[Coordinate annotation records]
-*-*-

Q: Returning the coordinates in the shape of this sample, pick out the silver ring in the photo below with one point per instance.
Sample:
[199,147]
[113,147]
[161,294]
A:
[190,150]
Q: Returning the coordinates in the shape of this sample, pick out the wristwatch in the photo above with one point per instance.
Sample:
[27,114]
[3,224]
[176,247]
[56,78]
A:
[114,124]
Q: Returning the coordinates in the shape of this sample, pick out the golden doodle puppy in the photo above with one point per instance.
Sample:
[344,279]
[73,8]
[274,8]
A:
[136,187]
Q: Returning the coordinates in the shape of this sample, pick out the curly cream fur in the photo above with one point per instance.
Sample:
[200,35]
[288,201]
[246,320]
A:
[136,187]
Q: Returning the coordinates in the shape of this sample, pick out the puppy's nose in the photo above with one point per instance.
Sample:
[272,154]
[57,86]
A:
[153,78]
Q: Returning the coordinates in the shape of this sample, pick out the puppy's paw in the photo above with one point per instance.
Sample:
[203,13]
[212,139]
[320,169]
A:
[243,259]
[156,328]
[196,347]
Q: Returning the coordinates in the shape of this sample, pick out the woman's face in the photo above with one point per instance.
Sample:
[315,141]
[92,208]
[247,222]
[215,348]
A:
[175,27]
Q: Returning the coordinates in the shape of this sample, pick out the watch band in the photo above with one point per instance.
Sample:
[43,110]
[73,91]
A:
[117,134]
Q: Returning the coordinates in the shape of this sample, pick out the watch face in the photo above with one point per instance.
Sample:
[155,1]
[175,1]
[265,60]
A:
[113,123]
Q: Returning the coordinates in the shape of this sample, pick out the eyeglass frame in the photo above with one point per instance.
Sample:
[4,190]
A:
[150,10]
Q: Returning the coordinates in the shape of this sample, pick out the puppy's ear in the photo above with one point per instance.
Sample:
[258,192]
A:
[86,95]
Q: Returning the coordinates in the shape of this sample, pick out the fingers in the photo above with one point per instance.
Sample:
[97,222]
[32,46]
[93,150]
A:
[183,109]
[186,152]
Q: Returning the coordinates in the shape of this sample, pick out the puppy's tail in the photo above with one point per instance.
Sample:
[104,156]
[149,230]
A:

-*-*-

What needs to be done -> Set out the rows as a Markdown table with the columns Number and Line, from the line containing "out the woman's" through the end of the rows. Number each line and omit blank lines.

Complete response ->
| Number | Line |
|---|---|
| 1 | Q: Returning the coordinates in the shape of this sample, pick out the woman's face in the photo above with one point per instance. |
| 2 | Sample: |
| 3 | [315,141] |
| 4 | [92,208] |
| 5 | [247,222] |
| 6 | [215,348] |
| 7 | A: |
| 8 | [175,27] |
| 9 | Q: Returning the coordinates in the shape of this sample, pick out the watch band in the photo above with one point per instance. |
| 10 | Sample: |
| 11 | [43,110] |
| 12 | [73,91] |
| 13 | A: |
| 14 | [117,134] |
| 15 | Q: Returning the coordinates in the shape of this sample, pick out the watch face in the photo above with one point per instance. |
| 16 | Sample: |
| 17 | [155,1] |
| 18 | [175,1] |
| 19 | [265,60] |
| 20 | A: |
| 21 | [113,123] |
| 22 | Q: Returning the coordinates in the shape of this sample, pick out the eyeglass frame in the photo above with one point per instance. |
| 23 | Sample: |
| 24 | [4,190] |
| 25 | A: |
| 26 | [150,10] |
| 27 | Q: Returning the coordinates in the shape of this sample, pick out the puppy's ear in the photo above with one point per instance. |
| 28 | Sample: |
| 29 | [258,192] |
| 30 | A: |
| 31 | [86,95] |
| 32 | Q: Returning the coordinates in the shape of this sample, pick out the fingers in the photo above with one point per instance. |
| 33 | Sample: |
| 34 | [97,222] |
| 35 | [32,46] |
| 36 | [93,150] |
| 37 | A: |
| 38 | [183,109] |
| 39 | [186,152] |
| 40 | Q: Returning the coordinates in the shape of this sample, pick out the puppy's tail in the photo above with one point per instance. |
| 41 | Sample: |
| 42 | [104,156] |
| 43 | [149,230] |
| 44 | A: |